What this exercise asks:
A) Answer these questions about the router bit cabinet post:
(i) What did the writer use to join the two pieces of the split block end to end?
(ii) Which grits were used with the belt sander, and in what order?
(iii) What was the total cost of the cabinet?
B) Continue the router bit cabinet post from its last line.

Text provided:
"""
# Router Bit Storage at Last



## bcfunburst (Jan 14, 2012)

The cabinet started out with a large oak display block, 4 1/2" x 7" X 12 1/2", to hold suckers or pens or the like. I used it to hold router bits for the last 5 yrs. Then Ray, my son, came along with some more oak wood panels; cupped and water damaged and warped, with oxide primer on one side. Looking around my shop, I decided there was enough oak to build a small cabinet to house ALL my router bits and a few small accesseries, all in one place. I started by splitting the big block into two pieces and joining them end to end with dowels and glue. I got lucky with the holes as they were drilled really deep to service both halves of the block. 
The oak panels came next. I decided that the only way to salvage any wood from these pieces would be best done by ripping strips of 2" and 4" to suitable lengths. Then I had to square up the edges to butt-fit together. The cabinet case is done with 4" wide strips joined and the doors are done with 2" strips, as same size as mouldings. Mouldings and door slats are all beveled with a 45* angle router bit, table mounted. All strips are joined with a biscuit joiner and wood glue. The panels all needed to be sanded severely; all sanded with a belt sander; 80 grit first, then 100 grit to finish. There will be strips set inside, drilled with 1/4" and 1/2" holes as racks to hold multiple router bits. I will also install small hooks to hold other router accesseries as required. I had to buy a 5 ft. strip of oak for face moulding and the black hardware. Total expences for Router Bit Cabinet...$38.00 at Windser Plywood. Feels great to save such nice wood from the scrap heap and have something usefull to show for all the effort. Size of finished cabinet: 25" X 26" X 8"
"""
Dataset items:
"""
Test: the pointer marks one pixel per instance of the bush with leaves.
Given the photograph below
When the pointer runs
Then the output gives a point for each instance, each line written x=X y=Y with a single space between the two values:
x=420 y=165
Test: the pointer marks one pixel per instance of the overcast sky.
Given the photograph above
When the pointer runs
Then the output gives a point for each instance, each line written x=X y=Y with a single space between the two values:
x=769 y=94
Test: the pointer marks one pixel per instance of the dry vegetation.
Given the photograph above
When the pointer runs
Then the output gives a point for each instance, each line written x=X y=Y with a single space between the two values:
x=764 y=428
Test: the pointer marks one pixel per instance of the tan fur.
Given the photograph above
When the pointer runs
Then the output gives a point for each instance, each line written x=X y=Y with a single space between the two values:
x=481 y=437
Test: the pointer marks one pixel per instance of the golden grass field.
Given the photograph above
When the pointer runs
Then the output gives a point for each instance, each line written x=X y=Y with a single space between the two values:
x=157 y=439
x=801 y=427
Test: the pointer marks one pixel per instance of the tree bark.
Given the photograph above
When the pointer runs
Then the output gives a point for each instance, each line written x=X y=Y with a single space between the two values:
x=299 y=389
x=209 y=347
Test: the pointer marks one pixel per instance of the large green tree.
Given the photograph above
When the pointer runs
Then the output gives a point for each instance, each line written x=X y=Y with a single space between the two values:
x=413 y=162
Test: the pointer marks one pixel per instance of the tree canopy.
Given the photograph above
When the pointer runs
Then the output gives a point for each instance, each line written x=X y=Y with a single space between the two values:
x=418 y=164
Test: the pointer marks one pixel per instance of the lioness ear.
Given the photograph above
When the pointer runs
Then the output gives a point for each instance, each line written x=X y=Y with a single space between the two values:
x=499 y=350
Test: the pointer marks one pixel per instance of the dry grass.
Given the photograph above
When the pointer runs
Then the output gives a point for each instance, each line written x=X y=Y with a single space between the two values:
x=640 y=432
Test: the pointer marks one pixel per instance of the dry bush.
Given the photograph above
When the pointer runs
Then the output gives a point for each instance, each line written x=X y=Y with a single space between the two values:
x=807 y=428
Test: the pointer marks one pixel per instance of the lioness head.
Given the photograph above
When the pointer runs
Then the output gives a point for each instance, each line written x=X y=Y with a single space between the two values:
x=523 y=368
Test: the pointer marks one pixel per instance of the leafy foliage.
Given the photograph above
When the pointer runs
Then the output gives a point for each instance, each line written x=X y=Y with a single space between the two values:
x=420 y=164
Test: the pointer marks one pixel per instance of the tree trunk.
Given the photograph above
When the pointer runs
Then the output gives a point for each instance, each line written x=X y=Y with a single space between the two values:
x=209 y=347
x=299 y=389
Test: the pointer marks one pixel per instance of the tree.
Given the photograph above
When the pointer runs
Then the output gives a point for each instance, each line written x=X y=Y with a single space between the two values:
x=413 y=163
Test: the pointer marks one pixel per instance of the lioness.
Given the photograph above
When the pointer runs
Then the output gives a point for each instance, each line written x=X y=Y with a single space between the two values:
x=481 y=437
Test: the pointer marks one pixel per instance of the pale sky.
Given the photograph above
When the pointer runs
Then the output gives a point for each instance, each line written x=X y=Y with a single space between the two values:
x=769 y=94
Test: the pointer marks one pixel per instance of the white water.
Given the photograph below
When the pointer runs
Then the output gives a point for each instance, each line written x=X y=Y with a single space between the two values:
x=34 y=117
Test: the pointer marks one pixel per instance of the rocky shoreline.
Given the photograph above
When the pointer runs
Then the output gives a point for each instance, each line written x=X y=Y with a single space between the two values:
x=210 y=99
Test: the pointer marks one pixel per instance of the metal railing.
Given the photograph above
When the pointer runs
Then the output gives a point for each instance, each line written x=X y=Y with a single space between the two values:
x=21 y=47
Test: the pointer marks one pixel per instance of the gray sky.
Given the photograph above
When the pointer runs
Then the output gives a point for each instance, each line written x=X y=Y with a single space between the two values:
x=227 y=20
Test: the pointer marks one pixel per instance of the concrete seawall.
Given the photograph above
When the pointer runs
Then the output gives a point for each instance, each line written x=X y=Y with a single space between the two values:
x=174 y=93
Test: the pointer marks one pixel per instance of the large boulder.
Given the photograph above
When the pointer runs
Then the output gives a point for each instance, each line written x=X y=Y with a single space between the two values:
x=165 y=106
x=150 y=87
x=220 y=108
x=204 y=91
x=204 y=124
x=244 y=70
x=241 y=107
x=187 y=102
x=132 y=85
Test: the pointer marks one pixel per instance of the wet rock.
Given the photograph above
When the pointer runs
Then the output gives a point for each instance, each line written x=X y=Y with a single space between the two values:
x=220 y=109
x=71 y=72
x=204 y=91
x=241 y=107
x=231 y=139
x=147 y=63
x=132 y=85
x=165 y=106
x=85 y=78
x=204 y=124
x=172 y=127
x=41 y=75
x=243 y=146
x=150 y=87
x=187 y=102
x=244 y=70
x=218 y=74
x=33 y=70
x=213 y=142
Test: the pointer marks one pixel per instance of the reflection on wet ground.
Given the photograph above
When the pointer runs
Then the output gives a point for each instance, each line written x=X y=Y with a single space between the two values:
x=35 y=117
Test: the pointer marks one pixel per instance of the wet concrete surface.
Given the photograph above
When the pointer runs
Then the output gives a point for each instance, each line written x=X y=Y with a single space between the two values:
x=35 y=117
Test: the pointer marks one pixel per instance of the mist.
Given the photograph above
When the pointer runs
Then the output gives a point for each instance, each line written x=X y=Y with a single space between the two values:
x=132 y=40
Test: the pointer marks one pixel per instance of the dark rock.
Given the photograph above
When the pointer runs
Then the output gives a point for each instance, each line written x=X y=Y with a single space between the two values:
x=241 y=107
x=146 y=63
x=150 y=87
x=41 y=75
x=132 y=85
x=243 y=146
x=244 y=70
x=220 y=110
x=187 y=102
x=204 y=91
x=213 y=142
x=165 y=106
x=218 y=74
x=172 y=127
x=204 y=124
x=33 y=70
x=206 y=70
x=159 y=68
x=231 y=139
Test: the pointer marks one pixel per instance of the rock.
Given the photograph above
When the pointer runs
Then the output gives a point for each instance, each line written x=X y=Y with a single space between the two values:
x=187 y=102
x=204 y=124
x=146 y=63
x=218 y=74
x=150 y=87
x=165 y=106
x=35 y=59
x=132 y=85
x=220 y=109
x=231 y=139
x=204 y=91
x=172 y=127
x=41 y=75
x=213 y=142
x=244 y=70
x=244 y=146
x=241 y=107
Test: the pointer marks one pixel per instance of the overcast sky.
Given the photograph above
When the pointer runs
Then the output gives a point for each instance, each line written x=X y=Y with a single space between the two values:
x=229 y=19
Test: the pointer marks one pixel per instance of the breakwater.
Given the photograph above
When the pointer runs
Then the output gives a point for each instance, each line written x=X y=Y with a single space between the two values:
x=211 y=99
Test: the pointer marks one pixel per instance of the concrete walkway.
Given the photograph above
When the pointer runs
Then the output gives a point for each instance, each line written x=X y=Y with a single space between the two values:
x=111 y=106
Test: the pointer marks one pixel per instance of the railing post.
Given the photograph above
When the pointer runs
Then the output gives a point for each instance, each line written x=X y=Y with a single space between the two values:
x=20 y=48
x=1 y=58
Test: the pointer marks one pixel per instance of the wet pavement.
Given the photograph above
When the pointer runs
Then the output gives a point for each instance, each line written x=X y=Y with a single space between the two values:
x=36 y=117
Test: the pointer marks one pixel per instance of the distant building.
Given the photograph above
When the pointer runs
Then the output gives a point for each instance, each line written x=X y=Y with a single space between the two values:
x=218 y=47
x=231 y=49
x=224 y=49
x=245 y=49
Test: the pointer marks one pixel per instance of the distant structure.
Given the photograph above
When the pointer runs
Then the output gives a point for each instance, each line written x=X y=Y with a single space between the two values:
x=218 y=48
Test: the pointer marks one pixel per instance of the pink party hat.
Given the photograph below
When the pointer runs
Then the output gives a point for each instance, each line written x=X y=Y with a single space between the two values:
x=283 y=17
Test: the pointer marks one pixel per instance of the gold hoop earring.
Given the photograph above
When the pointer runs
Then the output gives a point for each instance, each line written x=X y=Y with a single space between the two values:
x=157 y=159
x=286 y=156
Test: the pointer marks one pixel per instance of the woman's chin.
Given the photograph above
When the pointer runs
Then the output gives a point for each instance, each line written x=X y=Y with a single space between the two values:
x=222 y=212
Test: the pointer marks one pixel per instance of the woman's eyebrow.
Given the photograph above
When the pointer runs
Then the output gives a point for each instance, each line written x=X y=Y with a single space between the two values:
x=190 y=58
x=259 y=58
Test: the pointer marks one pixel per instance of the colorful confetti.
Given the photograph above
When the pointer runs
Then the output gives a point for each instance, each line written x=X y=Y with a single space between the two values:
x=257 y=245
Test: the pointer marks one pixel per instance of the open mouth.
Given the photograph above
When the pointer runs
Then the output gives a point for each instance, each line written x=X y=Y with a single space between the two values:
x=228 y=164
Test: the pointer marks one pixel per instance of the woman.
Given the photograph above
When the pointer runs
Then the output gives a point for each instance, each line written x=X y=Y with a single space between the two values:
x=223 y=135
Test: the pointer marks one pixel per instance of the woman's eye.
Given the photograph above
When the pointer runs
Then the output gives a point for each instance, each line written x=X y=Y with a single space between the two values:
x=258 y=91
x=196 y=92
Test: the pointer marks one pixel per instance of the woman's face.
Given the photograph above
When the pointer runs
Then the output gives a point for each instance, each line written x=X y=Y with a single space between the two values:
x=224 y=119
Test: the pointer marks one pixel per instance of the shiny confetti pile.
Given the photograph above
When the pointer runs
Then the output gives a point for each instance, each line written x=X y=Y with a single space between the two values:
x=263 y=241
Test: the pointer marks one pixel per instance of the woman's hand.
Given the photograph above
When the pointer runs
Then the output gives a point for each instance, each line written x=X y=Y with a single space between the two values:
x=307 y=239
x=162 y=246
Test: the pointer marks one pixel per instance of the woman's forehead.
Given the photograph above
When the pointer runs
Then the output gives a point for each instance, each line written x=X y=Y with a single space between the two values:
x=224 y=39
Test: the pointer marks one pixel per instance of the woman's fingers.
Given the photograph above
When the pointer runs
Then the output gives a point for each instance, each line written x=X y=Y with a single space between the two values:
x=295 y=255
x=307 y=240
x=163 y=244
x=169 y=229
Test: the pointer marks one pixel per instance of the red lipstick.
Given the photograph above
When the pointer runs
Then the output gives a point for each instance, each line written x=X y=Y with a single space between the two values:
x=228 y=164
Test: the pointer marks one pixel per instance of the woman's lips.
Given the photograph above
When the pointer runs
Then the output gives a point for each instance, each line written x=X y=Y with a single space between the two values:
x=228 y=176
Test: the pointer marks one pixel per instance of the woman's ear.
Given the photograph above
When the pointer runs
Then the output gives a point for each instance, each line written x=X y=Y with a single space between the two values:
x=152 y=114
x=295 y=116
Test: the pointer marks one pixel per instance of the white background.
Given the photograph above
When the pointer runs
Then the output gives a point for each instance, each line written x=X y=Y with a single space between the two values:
"""
Responses:
A)
(i) Dowels and glue.
(ii) 80 grit first, then 100 grit to finish.
(iii) $38.00.

B)
Photos attached.


----------



## Mike (Nov 22, 2004)

Very nice Reg. Be sure to add some dowels to store you collets on.


----------



## TheOakDude (Oct 11, 2011)

Very nice indeed. I too desperately now need to do something sililar.
Good job.


----------



## pretender74 (May 27, 2011)

Nice job. Makes feel good to reuse the wood doesn't it. In your heart and your pocket book. Keep up the good work. Gary


----------



## chowbird (Jun 29, 2010)

Very nicely done..


----------



## packattack (Mar 6, 2012)

Very nice...like what you did with the doors...gives it a distinct look...


----------



## billyjim (Feb 11, 2012)

I like it...great job.


----------



## bcfunburst (Jan 14, 2012)

*Great Idea, Thanks*



Mike said:


> Very nice Reg. Be sure to add some dowels to store you collets on.


Great idea, Mike! Thanks. Thank You, All.


----------



## Larkan (Apr 13, 2012)

Reg is it? Regardless, this is a beautiful job you should be proud of I would be, especially reconstituting such lovely old wood......
Take a bow my boy!

Cheers, Kerry


----------



## elrodqfudp (Sep 5, 2011)

A very nice job of recycling!


----------



## wbh1963 (Oct 11, 2011)

Reg,

What an outstanding result! I especially like the way the doors turned out


----------



## dalepenkala (Feb 1, 2012)

Reg that is very cool! You can never have to much storage you know! Now you can buy more! :yes4:


----------



## PaulDaniels (Jun 16, 2012)

Great job at using good use with old wood. You'd be surprise what you can find underneath some dirt and aging. I like the hinges, really brings out the whole project. Very nice.


----------



## woodoodle (Jul 26, 2012)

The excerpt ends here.